(Referring expression pointing data)
+-------+

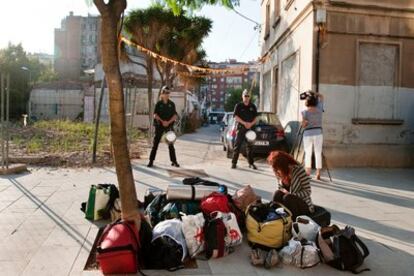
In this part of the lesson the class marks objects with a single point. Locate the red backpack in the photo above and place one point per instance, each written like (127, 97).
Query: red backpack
(117, 250)
(215, 202)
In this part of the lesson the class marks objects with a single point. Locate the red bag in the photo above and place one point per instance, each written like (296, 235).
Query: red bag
(215, 202)
(118, 248)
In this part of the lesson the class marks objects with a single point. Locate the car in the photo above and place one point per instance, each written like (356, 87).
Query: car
(215, 117)
(226, 118)
(269, 131)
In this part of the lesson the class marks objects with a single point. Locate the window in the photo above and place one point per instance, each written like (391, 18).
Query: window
(277, 12)
(378, 76)
(275, 89)
(267, 23)
(288, 4)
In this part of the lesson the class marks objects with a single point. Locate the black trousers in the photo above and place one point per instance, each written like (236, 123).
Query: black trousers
(159, 131)
(295, 204)
(240, 139)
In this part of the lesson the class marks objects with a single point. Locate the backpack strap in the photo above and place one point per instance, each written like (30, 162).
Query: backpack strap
(357, 242)
(362, 245)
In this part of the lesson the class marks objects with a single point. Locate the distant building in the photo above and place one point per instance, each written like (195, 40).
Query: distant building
(215, 88)
(43, 58)
(363, 65)
(77, 46)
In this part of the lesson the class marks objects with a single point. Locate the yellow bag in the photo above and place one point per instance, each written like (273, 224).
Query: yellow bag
(274, 233)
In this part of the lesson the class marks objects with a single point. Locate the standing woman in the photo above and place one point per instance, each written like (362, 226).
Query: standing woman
(164, 117)
(312, 134)
(294, 189)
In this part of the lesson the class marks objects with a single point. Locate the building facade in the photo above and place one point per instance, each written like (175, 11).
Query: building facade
(215, 88)
(77, 46)
(359, 54)
(43, 58)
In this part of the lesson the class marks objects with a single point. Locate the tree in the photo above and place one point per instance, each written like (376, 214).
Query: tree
(234, 96)
(183, 43)
(147, 28)
(110, 16)
(111, 11)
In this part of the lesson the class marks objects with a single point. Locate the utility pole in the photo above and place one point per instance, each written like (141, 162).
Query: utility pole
(97, 120)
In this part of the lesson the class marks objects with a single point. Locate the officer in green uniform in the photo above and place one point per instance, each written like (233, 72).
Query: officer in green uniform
(164, 117)
(245, 114)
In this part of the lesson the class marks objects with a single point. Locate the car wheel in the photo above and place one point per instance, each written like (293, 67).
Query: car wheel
(285, 147)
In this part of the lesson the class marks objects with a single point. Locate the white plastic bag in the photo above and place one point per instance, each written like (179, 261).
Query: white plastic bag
(300, 254)
(193, 227)
(305, 228)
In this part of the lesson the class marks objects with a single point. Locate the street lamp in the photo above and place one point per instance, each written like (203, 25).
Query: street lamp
(24, 68)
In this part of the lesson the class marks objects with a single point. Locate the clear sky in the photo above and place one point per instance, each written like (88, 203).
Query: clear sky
(32, 23)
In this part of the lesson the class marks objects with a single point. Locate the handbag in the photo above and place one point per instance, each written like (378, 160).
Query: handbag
(233, 236)
(244, 197)
(268, 224)
(117, 248)
(214, 233)
(305, 228)
(193, 230)
(215, 202)
(342, 248)
(97, 201)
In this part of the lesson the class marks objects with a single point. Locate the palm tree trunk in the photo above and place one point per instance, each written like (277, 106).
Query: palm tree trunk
(111, 13)
(150, 74)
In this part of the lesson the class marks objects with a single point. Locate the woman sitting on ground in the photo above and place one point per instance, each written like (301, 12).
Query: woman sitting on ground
(294, 184)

+-------+

• **DESCRIPTION OF THE TASK**:
Look above for the line that holds "like (277, 106).", then copy it and each line after it exactly, through the last line of the data.

• **RESULT FOR THIS TASK**:
In this part of the lesson the class marks objects with a single point. Locate the palm tree trunk in the photo above and place one point per instance, each written like (277, 106).
Query: palm tree trunk
(111, 13)
(150, 74)
In this part of the lesson the class marks objects with a single point. Locate the woman sitting on ground in the photo above and place one point per instance, each written like (301, 12).
Query: woman sitting on ground
(294, 184)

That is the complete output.